##### Provided entries

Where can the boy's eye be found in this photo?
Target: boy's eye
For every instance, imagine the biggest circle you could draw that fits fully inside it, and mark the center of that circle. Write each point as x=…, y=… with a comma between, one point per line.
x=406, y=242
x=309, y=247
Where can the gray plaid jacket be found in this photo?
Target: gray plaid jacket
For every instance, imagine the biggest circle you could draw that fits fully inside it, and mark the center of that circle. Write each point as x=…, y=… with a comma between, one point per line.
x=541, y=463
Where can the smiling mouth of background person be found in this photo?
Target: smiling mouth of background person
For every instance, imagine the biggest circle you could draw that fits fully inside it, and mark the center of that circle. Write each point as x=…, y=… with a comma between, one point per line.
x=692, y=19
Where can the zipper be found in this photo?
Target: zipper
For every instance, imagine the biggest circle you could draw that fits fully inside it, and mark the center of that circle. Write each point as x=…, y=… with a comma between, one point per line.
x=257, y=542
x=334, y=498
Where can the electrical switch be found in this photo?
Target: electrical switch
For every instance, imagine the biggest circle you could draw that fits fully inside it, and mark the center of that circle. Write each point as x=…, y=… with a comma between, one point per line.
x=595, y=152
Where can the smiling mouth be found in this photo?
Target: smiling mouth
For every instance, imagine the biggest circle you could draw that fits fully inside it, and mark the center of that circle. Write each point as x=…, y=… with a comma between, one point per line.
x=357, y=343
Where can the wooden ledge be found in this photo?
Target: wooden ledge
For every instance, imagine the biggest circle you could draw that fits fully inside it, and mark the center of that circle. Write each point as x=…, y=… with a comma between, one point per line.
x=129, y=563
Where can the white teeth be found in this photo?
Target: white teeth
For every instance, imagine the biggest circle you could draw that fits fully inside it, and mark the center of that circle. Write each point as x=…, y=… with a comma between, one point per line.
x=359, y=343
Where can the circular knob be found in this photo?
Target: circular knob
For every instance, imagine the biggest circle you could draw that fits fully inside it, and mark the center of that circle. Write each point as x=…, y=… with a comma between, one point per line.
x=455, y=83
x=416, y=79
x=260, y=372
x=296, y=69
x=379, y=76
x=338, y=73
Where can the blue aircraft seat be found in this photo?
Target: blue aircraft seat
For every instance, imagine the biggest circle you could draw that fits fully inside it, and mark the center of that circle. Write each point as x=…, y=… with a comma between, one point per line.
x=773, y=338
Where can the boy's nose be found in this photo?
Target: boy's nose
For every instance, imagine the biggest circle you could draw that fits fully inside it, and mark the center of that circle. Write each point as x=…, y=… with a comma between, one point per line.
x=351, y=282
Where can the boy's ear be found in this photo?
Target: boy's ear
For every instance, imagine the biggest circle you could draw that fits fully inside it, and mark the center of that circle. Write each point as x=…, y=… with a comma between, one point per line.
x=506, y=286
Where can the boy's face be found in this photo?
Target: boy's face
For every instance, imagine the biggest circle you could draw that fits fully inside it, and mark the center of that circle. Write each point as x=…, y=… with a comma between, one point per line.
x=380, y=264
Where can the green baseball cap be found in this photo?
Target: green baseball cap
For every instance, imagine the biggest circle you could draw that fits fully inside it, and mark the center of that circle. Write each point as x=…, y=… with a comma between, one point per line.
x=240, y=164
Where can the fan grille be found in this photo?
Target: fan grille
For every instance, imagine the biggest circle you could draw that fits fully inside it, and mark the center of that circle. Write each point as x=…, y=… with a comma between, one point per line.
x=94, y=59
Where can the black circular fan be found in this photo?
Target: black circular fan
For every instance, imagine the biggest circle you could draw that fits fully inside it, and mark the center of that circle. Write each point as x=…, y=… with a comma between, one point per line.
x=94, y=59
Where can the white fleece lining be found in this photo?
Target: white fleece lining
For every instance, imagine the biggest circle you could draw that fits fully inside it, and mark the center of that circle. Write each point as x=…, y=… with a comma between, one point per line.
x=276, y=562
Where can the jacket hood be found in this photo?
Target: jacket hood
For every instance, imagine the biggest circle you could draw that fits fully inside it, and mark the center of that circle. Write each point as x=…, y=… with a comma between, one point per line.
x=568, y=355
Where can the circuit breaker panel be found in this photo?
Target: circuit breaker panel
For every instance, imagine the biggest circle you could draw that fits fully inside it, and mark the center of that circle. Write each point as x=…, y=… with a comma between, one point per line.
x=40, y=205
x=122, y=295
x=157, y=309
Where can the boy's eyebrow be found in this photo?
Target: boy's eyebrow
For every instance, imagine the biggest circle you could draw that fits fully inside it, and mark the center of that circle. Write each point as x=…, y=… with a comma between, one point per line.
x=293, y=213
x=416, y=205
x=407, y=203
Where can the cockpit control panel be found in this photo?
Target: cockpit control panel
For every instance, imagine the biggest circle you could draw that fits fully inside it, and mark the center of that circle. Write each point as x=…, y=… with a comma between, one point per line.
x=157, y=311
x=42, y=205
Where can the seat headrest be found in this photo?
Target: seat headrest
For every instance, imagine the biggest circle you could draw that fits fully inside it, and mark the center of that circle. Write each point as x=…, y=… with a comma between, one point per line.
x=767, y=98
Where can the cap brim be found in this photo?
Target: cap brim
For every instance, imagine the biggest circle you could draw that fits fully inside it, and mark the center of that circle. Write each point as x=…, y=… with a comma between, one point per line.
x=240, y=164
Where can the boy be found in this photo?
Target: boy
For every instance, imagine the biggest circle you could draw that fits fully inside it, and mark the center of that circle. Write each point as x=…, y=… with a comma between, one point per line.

##########

Direction:
Turn the part of the entries above that opens with the line containing "Where can the smiling mouth of" and closes with the line containing "x=692, y=19" into a Markdown table. Use the columns Row and Line, number each line, and leave out any blank lines.

Full solution:
| Row | Line |
|---|---|
| 1 | Where can the smiling mouth of background person be found in this photo? |
| 2 | Target: smiling mouth of background person |
| 3 | For every instance, imagine the biggest circle you could draw that fits fully inside it, and mark the center of that circle. Write each point as x=…, y=… with a comma between, one point per line. |
| 4 | x=692, y=19 |